Using AI to transcibe audio and batch rename files using Python3 on MacOS

I have a ton of audio files on my computer from some old video games. The idea is to use some of these audio files as samples in electronic music, but the issue is they are all generic names not giving an idea of the content of the file. I could have gone through one by one and found the ones I wanted, or even manually renamed the files, however starting with 2000+ mp3 files to transcribe and that would of course be a lengthy and arduous task. I found some free/paid app that transcribes audio but wasn't really what I was looking for... i couldn't seem to find anything that fit the bill. It wasn't going to automatically go through files for me and therefore wasn't worth my time. Whats funny is a lot of these apps and websites that use AI and have you pay for it are actually free ai models dressed up fancy but the underlying thing that's making it work is free and open source and fairly simple to get started with.

The place where I got these audio samples specifically is The Sounds Resource which is really good for all sorts of video game audio files, while of course keeping in mind that many of these sounds may involve copyright issues since they are taken from commercial video games. Another great source of Audios is freesound and this is also very good because you can search copyright free "creative commons" zero attribution "CC0" licenced audiofiles which are free to use in any way you please.

The Script is a bit basic and involves installing some dependencies. To begin I had to install homebrew, a package manager for Mac and Linux.
☆ ☆ ☆ ☆ ☆
● **WRITTEN REQUEST**
Copy word for word the passage of the post about transcribing and renaming audio files that begins at the words "The place where" and stops after "way you please.". The lines aren't needed for this work.

● **PROVIDED DATA**
☆ ☆ ☆ ☆ ☆
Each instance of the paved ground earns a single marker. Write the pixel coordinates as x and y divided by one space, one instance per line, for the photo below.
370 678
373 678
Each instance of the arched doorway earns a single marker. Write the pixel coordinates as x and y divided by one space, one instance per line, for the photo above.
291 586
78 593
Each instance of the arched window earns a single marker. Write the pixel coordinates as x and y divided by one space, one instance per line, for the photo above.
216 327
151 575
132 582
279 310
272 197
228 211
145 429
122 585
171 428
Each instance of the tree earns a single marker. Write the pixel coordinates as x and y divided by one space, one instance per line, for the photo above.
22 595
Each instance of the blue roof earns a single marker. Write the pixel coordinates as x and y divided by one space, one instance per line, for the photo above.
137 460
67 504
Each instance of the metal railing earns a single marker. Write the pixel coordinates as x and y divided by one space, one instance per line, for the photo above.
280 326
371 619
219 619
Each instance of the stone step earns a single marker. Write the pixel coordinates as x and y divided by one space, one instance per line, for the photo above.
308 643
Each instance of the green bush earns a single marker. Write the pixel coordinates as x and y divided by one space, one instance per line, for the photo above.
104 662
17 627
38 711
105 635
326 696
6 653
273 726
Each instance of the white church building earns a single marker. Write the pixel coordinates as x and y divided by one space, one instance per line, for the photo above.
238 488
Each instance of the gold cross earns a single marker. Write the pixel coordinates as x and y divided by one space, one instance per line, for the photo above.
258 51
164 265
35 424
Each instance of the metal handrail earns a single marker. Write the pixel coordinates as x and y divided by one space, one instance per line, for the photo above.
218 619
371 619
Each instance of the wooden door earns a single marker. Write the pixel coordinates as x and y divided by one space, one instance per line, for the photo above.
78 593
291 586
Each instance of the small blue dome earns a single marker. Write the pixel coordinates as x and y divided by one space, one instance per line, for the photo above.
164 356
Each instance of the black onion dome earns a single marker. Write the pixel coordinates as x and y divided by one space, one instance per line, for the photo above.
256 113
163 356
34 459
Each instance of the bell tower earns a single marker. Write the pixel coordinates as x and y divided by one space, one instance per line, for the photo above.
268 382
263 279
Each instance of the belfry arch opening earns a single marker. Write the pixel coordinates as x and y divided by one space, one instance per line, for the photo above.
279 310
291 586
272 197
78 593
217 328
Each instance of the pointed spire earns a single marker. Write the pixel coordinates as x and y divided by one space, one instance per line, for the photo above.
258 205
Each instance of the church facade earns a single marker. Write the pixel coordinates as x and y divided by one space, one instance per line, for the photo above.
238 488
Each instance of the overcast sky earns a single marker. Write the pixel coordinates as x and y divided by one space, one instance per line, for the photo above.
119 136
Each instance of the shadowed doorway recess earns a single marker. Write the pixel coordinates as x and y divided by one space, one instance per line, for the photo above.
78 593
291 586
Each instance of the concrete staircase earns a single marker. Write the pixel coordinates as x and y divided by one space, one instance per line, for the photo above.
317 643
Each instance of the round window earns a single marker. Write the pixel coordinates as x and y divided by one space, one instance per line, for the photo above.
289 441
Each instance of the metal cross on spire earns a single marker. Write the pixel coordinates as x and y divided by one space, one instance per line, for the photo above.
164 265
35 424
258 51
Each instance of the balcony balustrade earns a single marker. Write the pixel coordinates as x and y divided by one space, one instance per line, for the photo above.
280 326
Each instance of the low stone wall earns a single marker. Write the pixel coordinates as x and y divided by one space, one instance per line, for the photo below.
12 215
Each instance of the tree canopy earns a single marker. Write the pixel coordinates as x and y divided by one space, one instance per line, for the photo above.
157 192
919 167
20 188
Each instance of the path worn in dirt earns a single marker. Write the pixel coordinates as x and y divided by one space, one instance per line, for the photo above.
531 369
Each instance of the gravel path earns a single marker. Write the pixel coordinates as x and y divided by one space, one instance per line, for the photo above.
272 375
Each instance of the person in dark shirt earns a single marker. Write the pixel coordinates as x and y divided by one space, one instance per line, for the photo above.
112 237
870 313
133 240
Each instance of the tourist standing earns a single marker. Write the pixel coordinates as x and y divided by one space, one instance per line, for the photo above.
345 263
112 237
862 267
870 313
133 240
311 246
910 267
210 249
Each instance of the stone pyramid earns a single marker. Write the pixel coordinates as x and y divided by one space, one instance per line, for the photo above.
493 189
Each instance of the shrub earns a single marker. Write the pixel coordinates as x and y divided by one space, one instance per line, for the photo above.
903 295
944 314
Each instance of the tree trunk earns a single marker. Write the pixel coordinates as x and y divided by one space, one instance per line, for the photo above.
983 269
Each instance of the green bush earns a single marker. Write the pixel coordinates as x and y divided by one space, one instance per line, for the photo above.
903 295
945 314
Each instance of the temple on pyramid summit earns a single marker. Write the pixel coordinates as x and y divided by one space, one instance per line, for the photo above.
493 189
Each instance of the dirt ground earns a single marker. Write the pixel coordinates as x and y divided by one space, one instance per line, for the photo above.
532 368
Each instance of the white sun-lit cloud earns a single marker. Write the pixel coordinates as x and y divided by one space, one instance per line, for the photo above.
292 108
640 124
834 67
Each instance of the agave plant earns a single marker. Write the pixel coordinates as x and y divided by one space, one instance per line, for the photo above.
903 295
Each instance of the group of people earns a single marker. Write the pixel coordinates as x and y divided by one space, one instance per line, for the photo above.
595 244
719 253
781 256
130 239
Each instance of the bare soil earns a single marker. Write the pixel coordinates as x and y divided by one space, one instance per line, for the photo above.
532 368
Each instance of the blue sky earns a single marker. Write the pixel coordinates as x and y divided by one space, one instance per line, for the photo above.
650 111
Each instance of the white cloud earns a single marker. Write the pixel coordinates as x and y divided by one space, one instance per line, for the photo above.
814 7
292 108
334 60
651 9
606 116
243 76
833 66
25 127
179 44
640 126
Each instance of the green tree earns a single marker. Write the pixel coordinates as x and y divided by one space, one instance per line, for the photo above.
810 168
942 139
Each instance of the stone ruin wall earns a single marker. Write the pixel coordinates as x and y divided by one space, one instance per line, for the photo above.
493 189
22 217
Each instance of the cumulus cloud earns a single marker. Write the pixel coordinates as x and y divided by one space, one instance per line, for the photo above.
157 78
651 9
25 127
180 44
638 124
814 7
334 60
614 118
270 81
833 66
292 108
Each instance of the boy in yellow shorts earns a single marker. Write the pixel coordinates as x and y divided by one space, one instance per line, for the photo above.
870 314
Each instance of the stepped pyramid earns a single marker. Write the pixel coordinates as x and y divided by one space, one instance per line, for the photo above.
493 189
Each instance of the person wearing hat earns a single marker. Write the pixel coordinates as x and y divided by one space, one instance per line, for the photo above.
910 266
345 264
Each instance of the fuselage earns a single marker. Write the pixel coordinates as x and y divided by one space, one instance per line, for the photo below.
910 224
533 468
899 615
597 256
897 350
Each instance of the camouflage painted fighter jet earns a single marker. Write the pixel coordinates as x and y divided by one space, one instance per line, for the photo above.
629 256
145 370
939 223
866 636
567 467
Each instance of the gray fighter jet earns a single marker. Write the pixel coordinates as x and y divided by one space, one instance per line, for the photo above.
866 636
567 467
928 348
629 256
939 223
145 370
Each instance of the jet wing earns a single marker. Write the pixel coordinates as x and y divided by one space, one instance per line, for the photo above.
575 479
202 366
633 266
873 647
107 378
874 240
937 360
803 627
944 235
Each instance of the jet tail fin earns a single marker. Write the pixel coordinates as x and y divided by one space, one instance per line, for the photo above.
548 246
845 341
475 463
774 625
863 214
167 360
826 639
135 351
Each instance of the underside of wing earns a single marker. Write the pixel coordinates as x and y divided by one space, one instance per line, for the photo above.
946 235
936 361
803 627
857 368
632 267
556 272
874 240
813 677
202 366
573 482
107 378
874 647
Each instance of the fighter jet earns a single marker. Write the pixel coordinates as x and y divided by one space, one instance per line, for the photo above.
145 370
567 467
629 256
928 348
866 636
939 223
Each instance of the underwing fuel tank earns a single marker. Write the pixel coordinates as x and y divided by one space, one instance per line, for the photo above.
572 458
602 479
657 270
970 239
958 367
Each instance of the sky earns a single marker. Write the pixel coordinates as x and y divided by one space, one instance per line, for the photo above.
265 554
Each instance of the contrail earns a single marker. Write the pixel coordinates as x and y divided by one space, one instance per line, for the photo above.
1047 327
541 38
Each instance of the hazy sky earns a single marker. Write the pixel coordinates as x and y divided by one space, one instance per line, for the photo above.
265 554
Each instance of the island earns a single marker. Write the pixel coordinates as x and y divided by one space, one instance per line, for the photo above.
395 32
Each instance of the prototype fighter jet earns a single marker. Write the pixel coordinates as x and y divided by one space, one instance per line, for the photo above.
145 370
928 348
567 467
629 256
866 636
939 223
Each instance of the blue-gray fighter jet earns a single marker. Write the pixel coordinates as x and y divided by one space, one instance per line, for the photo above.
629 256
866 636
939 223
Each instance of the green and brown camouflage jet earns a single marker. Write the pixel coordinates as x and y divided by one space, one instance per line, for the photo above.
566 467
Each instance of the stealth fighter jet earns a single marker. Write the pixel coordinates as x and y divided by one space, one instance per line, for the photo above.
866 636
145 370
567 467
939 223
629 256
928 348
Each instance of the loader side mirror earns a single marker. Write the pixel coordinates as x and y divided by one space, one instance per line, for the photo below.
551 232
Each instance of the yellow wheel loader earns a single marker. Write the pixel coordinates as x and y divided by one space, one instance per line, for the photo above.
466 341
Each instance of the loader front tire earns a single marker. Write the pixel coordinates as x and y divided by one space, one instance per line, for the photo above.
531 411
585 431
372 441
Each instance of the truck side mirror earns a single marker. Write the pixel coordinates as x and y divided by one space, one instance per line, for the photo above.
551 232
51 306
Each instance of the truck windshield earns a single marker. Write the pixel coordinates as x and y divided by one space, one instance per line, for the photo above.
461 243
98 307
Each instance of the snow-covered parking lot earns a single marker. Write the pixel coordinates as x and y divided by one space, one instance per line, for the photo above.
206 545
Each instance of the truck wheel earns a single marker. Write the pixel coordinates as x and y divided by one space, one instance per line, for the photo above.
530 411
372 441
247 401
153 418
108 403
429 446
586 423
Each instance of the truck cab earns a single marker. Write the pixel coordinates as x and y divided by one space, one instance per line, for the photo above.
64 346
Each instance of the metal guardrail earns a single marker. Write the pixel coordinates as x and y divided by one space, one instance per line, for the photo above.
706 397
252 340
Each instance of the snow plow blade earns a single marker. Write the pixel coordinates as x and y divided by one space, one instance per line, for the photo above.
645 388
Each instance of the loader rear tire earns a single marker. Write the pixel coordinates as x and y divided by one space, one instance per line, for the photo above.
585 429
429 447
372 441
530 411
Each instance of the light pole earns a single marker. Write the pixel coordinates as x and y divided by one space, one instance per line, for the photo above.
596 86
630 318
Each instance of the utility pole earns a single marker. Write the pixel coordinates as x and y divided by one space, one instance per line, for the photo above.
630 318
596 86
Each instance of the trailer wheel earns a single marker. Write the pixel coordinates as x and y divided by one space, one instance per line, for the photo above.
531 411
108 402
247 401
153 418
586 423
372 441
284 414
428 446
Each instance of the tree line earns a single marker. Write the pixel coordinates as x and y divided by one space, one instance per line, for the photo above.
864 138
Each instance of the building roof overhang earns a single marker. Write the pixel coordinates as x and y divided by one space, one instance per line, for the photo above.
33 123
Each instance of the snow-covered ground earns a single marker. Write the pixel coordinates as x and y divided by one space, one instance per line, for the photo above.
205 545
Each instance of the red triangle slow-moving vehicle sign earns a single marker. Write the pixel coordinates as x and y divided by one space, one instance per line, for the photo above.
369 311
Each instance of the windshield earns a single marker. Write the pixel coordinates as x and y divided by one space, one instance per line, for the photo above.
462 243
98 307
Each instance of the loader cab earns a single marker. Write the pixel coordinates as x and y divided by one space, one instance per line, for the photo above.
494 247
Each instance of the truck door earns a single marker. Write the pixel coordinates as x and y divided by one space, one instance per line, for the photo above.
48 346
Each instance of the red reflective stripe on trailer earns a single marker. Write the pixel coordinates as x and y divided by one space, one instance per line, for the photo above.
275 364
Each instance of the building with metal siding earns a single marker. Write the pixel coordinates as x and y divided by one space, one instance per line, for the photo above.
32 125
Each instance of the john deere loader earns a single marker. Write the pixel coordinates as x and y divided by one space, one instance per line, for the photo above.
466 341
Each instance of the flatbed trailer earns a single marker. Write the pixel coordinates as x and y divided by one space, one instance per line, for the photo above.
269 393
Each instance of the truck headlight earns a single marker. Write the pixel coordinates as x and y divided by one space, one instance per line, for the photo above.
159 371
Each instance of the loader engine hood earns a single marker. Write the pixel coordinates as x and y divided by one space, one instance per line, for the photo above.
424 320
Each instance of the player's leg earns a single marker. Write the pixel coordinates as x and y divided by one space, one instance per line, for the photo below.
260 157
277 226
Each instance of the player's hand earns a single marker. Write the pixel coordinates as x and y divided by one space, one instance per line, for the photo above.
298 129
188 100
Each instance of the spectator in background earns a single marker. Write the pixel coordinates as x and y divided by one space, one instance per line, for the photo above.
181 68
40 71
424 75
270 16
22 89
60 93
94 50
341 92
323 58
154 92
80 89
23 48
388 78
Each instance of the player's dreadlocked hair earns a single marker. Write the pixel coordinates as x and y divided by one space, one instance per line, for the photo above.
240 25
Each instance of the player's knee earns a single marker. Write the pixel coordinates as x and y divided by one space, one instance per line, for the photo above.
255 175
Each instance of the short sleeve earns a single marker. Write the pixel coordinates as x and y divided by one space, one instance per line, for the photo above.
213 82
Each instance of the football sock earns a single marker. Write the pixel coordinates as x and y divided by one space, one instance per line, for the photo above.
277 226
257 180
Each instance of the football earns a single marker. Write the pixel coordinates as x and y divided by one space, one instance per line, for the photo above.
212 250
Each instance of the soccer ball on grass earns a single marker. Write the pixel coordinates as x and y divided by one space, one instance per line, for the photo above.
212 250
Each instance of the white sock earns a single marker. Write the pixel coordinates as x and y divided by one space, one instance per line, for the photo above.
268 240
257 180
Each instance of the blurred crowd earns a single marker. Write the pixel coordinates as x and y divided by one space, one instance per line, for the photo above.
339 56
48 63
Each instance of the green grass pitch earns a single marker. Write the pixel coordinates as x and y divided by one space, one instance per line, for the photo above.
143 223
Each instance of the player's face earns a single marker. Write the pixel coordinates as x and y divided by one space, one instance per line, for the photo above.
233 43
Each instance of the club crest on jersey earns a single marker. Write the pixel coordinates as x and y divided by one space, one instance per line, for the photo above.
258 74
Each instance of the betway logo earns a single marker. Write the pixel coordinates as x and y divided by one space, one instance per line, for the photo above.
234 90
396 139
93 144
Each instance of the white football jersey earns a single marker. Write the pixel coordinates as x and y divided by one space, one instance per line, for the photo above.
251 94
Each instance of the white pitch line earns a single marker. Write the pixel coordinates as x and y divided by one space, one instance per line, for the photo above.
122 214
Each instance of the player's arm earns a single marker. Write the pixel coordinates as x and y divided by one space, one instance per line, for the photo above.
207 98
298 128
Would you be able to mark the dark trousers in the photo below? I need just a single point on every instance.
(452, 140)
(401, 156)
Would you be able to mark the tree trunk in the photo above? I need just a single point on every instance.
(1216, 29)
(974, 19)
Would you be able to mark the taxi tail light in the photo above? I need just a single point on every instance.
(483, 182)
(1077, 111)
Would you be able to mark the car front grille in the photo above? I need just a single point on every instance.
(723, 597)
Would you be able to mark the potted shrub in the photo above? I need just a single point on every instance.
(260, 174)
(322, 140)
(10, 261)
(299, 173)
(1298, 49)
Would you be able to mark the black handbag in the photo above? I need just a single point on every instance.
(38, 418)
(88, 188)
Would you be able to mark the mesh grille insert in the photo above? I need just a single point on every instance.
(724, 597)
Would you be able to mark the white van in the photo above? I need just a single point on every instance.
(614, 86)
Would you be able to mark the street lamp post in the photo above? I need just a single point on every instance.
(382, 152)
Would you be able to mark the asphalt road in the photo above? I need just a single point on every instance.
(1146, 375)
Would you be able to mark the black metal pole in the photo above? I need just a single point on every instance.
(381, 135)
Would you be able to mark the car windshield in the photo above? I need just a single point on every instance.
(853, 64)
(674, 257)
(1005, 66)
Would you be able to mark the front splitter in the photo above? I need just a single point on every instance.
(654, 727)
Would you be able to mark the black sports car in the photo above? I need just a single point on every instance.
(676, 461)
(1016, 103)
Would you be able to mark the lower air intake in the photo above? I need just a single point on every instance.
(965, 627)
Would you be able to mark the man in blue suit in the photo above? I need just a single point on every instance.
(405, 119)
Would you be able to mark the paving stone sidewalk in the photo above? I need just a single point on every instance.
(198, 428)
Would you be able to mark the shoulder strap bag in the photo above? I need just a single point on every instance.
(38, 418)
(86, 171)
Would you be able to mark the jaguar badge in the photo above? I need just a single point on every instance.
☆ ☆ ☆ ☆ ☆
● **RESPONSE**
The place where I got these audio samples specifically is The Sounds Resource which is really good for all sorts of video game audio files, while of course keeping in mind that many of these sounds may involve copyright issues since they are taken from commercial video games. Another great source of Audios is freesound and this is also very good because you can search copyright free "creative commons" zero attribution "CC0" licenced audiofiles which are free to use in any way you please.